Wybrany fragment:

Poszły konie po piłkarskim betonie! Beton okazał się dość twardy. Po futbolowej reprezentacji Polski po dwóch meczach ze słabeuszami: Litwą i Maltą przetoczyła się lawina krytyki. Nie odmawiam nikomu prawa do wylewania żali , ale ja w tym chórze krytykantów śpiewać nie będę. Tak, oczywiście wolałbym żebyśmy rozgromili naszych rywali aplikując im co najmniej piątkę goli , ale „real” jest inny. Tak, styl był jaki był ,ale ważniejsze jest sześć punktów i fakt, że nie straciliśmy żadnego gola. Minimalizm? Nie, tylko znajomość naszych starych przysłów i powiedzeń: „Lepszy rydz niż nic” i „Nie od razu Kraków zbudowano”. Nie ma co wpadać w histerię, choć razi toporny styl naszej reprezentacji i mała jej skuteczność, bo choćby z Maltą mogliśmy strzelić ze trzy razy więcej goli, co zresztą przyznawali sami nasi reprezentanci.
Proponuje chłodny prysznic i takąż ocenę. W eliminacjach Mundialu mamy rozegrać osiem spotkań. Jest to więc bieg długodystansowy. Po dwóch meczach nie ma co potępiać w czambuł Biało- Czerwonych: może i zęby bolały, ale jest komplet punktów. Tymczasem Finlandia teoretycznie rywalizująca z nami o baraże - zakładając, że grupę wygra Holandia choć przecież nie jest to oczywiste - straciła punkty u siebie z Litwą ,z która myśmy jednak po bólach porodowych urodzili najskromniejsze z możliwych zwycięstwo.
Nie osądzałbym od czci i wiary ani trenera Michała Probierza ani piłkarzy. Ostateczna ocena kibiców, ekspertów i dziennikarzy nastąpić powinna po zakończonych eliminacjach do Mistrzostw Świata. Za nami dopiero matematycznie ¼ drogi. Żądanie dymisji trenera czy wywalenia z drużyny narodowej takiego czy innego gracza wydają się zdecydowanie przedwczesne. Zwłaszcza, że jak mówi inne stare polskie przysłowie: „ Nie wyprzęga się koni w trakcie przeprawy”. Tym bardziej, ze konie choć może nie były w galopie ani nawet w cwale ,lecz jedynie w kłusie, a może nawet tylko w stępie zapewniły komplet punktów. Wiem, że w stylu lepiej zapomnieć ale jednak futbol to nie jazda figurowa na lodzie i nie przyznaje się punktów za styl i jakość gry, tylko za konkretne strzelone gole.

Pokazany materiał:

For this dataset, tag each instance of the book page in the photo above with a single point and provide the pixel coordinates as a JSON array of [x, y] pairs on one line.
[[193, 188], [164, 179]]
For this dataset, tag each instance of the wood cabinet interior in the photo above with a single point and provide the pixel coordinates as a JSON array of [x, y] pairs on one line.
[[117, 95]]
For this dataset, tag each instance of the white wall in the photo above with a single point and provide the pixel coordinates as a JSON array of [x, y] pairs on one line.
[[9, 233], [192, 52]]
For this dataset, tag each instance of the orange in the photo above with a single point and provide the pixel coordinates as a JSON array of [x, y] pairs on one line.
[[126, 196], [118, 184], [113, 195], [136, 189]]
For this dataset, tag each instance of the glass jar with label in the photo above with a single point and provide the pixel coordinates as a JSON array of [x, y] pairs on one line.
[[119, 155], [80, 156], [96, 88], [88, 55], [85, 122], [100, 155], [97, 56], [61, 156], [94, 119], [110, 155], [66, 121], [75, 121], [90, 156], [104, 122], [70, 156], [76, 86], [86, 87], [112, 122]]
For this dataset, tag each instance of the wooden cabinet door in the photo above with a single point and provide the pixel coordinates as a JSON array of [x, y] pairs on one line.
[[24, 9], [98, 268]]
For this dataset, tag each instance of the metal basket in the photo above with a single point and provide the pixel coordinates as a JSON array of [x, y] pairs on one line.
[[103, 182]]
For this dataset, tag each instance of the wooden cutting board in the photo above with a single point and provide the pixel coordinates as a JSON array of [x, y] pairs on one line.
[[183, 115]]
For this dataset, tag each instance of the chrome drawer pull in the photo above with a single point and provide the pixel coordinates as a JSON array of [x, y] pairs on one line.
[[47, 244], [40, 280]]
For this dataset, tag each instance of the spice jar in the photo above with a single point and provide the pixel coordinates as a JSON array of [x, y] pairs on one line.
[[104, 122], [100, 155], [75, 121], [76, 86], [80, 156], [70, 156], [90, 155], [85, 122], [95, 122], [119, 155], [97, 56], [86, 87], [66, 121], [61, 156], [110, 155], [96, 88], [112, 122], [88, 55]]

Polecenie:
W tekście o reprezentacji Polski zamień "kibiców" na "fanów" i przepisz fragment od "Nie osądzałbym od" do "konkretne strzelone gole." włącznie.

Pełna odpowiedź:
Nie osądzałbym od czci i wiary ani trenera Michała Probierza ani piłkarzy. Ostateczna ocena fanów, ekspertów i dziennikarzy nastąpić powinna po zakończonych eliminacjach do Mistrzostw Świata. Za nami dopiero matematycznie ¼ drogi. Żądanie dymisji trenera czy wywalenia z drużyny narodowej takiego czy innego gracza wydają się zdecydowanie przedwczesne. Zwłaszcza, że jak mówi inne stare polskie przysłowie: „ Nie wyprzęga się koni w trakcie przeprawy”. Tym bardziej, ze konie choć może nie były w galopie ani nawet w cwale ,lecz jedynie w kłusie, a może nawet tylko w stępie zapewniły komplet punktów. Wiem, że w stylu lepiej zapomnieć ale jednak futbol to nie jazda figurowa na lodzie i nie przyznaje się punktów za styl i jakość gry, tylko za konkretne strzelone gole.